Instruction – Present all of the records below as a numbered list, omitting any blank lines.

Items listed in a dataset –
* * * * *

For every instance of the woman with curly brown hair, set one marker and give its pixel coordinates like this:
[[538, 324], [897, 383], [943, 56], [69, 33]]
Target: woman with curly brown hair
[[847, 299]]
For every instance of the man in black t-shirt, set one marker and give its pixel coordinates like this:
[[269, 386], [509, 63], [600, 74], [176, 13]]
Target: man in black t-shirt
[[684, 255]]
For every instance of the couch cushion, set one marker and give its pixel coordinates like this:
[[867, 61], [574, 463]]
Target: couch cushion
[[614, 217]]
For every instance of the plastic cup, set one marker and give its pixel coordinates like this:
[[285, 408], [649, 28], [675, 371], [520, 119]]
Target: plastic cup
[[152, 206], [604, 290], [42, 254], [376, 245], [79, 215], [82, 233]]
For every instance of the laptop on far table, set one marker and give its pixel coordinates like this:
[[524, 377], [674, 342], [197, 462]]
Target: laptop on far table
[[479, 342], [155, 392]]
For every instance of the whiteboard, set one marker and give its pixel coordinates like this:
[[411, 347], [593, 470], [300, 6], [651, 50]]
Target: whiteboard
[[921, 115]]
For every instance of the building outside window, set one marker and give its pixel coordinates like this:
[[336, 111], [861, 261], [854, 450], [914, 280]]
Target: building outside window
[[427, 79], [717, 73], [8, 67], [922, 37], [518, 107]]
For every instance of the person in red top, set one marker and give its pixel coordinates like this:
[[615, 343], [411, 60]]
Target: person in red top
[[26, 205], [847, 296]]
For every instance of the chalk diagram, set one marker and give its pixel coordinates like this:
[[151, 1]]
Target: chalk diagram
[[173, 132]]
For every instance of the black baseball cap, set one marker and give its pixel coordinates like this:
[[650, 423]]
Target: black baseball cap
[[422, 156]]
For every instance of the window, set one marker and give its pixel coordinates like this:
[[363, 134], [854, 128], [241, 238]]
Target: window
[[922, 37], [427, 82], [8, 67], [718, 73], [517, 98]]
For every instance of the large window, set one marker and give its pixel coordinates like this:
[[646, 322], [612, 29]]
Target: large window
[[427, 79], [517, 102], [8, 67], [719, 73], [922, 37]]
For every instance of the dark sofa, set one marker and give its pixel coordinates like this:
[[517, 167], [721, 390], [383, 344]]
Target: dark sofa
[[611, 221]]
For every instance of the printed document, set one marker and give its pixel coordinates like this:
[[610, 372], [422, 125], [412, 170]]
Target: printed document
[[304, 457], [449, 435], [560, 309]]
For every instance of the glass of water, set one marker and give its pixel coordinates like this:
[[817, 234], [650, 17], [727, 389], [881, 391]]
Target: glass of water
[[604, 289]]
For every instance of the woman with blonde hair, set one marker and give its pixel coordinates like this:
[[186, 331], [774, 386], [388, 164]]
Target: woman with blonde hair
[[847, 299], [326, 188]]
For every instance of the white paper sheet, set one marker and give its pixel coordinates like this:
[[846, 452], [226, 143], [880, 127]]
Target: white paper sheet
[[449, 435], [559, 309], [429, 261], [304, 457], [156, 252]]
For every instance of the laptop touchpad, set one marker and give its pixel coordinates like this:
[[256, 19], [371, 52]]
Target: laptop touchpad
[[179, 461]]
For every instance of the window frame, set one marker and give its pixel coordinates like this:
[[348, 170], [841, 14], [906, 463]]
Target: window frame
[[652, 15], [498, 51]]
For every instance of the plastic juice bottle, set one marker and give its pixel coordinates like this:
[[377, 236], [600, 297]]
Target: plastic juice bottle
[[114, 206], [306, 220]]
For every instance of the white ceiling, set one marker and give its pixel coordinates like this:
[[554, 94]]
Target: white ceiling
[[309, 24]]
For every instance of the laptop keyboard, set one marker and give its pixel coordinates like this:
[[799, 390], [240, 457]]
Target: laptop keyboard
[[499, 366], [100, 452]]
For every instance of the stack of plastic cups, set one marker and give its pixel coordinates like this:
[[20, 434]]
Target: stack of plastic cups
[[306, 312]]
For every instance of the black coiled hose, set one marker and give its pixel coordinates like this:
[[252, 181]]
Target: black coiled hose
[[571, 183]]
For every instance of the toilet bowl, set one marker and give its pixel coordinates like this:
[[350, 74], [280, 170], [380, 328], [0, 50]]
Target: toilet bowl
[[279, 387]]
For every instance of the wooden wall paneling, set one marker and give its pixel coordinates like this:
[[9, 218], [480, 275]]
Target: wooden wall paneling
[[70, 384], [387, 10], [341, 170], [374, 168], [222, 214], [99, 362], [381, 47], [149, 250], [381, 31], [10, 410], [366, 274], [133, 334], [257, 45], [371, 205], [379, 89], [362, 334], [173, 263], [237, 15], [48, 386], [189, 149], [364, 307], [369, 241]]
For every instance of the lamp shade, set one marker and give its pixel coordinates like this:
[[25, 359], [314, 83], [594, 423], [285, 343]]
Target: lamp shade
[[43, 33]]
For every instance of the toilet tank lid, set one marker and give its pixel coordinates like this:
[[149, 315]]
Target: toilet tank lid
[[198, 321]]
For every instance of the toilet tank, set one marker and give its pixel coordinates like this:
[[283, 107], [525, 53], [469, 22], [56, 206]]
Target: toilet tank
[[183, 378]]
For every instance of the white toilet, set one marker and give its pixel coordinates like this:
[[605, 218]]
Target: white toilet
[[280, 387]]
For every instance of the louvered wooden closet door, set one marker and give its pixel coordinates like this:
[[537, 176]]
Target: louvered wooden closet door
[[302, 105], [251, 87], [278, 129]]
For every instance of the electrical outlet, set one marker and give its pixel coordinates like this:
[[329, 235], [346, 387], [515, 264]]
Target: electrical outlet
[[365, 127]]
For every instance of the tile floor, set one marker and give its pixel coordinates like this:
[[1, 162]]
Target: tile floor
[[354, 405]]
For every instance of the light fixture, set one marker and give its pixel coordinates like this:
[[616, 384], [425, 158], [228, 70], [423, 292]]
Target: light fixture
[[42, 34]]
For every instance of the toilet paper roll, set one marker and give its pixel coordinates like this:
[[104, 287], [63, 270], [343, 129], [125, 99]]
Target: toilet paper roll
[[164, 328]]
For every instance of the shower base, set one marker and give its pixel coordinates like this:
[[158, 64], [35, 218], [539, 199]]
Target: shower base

* * * * *

Exercise output –
1. For every instance of the woman with curly brown hair, set one marker and give its pixel coordinates like this:
2. [[538, 324], [897, 383], [943, 56], [69, 33]]
3. Target: woman with curly brown hair
4. [[847, 299]]
5. For every instance of the man in black t-shirt, set one marker and give its pixel coordinates like this:
6. [[269, 386], [509, 63], [600, 74], [176, 13]]
7. Target: man in black t-shirt
8. [[684, 255]]
9. For every instance of the couch cushion, set one marker and give its pixel coordinates like this:
10. [[867, 61], [574, 463]]
11. Target: couch cushion
12. [[614, 217]]
13. For every instance of the plastic cup, set one marker and give its pixel coordinates like this:
14. [[285, 408], [649, 28], [675, 371], [520, 119]]
15. Target: plastic cup
16. [[152, 206], [604, 290], [42, 254], [376, 245], [79, 215], [82, 233]]
17. For every instance of the laptop on far table, set one marker and give its pixel coordinates like this:
18. [[524, 377], [674, 342], [197, 462]]
19. Target: laptop on far table
20. [[479, 342], [155, 392]]
21. For every instance of the whiteboard, set one marker and give its pixel coordinates like this:
22. [[411, 347], [593, 470], [300, 6], [651, 50]]
23. Target: whiteboard
24. [[921, 115]]
25. For every instance of the building outside window, set one marker and give its pixel coordinates like this:
26. [[336, 111], [861, 261], [854, 450], [914, 280]]
27. Target: building outside window
28. [[427, 79], [717, 73], [8, 67], [922, 37], [518, 107]]
29. For every instance of the person in red top, set one marker and give its pixel coordinates like this:
30. [[615, 343], [411, 60]]
31. Target: person in red top
32. [[26, 205], [847, 296]]
33. For every instance of the chalk diagram, set one marker and give its pixel coordinates like this:
34. [[151, 1]]
35. Target: chalk diagram
36. [[173, 132]]
37. For every instance of the black baseball cap, set one marker and give its pixel coordinates like this:
38. [[650, 423]]
39. Target: black baseball cap
40. [[422, 156]]
41. For every instance of the window, set one marker and give its pixel coordinates like this:
42. [[363, 134], [854, 128], [241, 238]]
43. Target: window
44. [[922, 37], [427, 82], [8, 67], [718, 73], [517, 98]]
45. For every instance of the large window, set one marker and give its pixel coordinates like this:
46. [[646, 322], [612, 29]]
47. Target: large window
48. [[427, 79], [517, 102], [8, 67], [719, 73], [922, 37]]
49. For every instance of the dark sofa, set one marker and give its pixel coordinates like this:
50. [[517, 167], [721, 390], [383, 344]]
51. Target: dark sofa
52. [[611, 221]]
53. For every instance of the printed document, set one marker and give its pixel coordinates like this:
54. [[610, 372], [422, 125], [412, 170]]
55. Target: printed document
56. [[304, 457], [449, 435], [560, 309]]
57. For every instance of the glass of water, set one marker and give its pixel coordinates like this:
58. [[817, 234], [650, 17], [727, 389], [881, 391]]
59. Target: glass of water
60. [[604, 289]]
61. For every instance of the woman with blonde hair, set one marker and give its pixel coordinates like this:
62. [[186, 331], [774, 386], [388, 164]]
63. Target: woman with blonde hair
64. [[847, 299], [326, 188]]
65. For every instance of the white paper sheet, set one marker and give its pixel coordinates like this:
66. [[846, 452], [226, 143], [880, 127]]
67. Target: white paper sheet
68. [[449, 435], [559, 309], [429, 261], [304, 457], [156, 252]]
69. For every instance of the laptop touchpad, set one marker and give its pixel coordinates like this:
70. [[256, 19], [371, 52]]
71. Target: laptop touchpad
72. [[179, 461]]
73. For every instance of the window frame, set one marker and give its pixel coordinates like this:
74. [[348, 170], [841, 14], [906, 463]]
75. Target: window frame
76. [[652, 15], [498, 51]]
77. For every instance of the plastic juice bottle, set one marker and give its pixel coordinates like this:
78. [[377, 236], [600, 297]]
79. Target: plastic juice bottle
80. [[114, 206], [306, 220]]
81. For every instance of the white ceiling, set one marker and give its pixel coordinates like this:
82. [[554, 94]]
83. Target: white ceiling
84. [[309, 24]]
85. For every instance of the laptop keyboard, set one marker and give its pixel coordinates like this:
86. [[799, 390], [240, 457]]
87. Target: laptop keyboard
88. [[499, 366], [100, 452]]
89. For every instance of the stack of plastic cups, set one marker and give its pixel coordinates like this:
90. [[20, 434]]
91. Target: stack of plastic cups
92. [[306, 312]]
93. For every instance of the black coiled hose, set one marker and give its pixel coordinates like this:
94. [[252, 181]]
95. Target: black coiled hose
96. [[571, 183]]
97. For every instance of the toilet bowl, set one marker and give its pixel coordinates like this:
98. [[350, 74], [280, 170], [380, 328], [0, 50]]
99. Target: toilet bowl
100. [[279, 387]]
101. For every instance of the wooden wall paneling, set one marker and give its pixel coordinates like this:
102. [[9, 218], [480, 275]]
103. Target: wooden wall paneling
104. [[70, 384], [387, 10], [341, 170], [374, 168], [222, 214], [99, 362], [381, 47], [149, 250], [381, 31], [10, 410], [366, 274], [133, 334], [257, 45], [371, 205], [379, 89], [362, 334], [173, 263], [237, 15], [48, 386], [189, 149], [364, 307], [369, 241]]
105. For every instance of the lamp shade, set one marker and give its pixel coordinates like this:
106. [[25, 359], [314, 83], [594, 423], [285, 343]]
107. Target: lamp shade
108. [[43, 33]]
109. For every instance of the toilet tank lid, set one marker and give its pixel coordinates like this:
110. [[149, 315]]
111. Target: toilet tank lid
112. [[198, 321]]
113. For every instance of the toilet tank, set one marker and give its pixel coordinates like this:
114. [[283, 107], [525, 53], [469, 22], [56, 206]]
115. Target: toilet tank
116. [[183, 378]]
117. For every instance of the white toilet, set one marker and give its pixel coordinates like this:
118. [[605, 218]]
119. Target: white toilet
120. [[280, 387]]
121. For every instance of the louvered wooden closet door, set one marker and give its pixel coordinates like this:
122. [[537, 176]]
123. Target: louvered wooden closet door
124. [[302, 105], [251, 87], [278, 129]]
125. For every instance of the electrical outlet, set one marker and give its pixel coordinates like this:
126. [[329, 235], [346, 387], [515, 264]]
127. Target: electrical outlet
128. [[365, 127]]
129. For every instance of the tile floor, set one marker and give its pixel coordinates like this:
130. [[1, 162]]
131. Target: tile floor
132. [[354, 405]]
133. For every instance of the light fixture, set one marker and give its pixel coordinates like this:
134. [[616, 384], [425, 158], [228, 70], [423, 292]]
135. Target: light fixture
136. [[42, 34]]
137. For every instance of the toilet paper roll, set one marker and give its pixel coordinates like this:
138. [[104, 287], [63, 270], [343, 129], [125, 99]]
139. Target: toilet paper roll
140. [[164, 328]]
141. For every instance of the shower base, set one marker and give its pixel coordinates like this:
142. [[158, 64], [35, 218], [539, 199]]
143. Target: shower base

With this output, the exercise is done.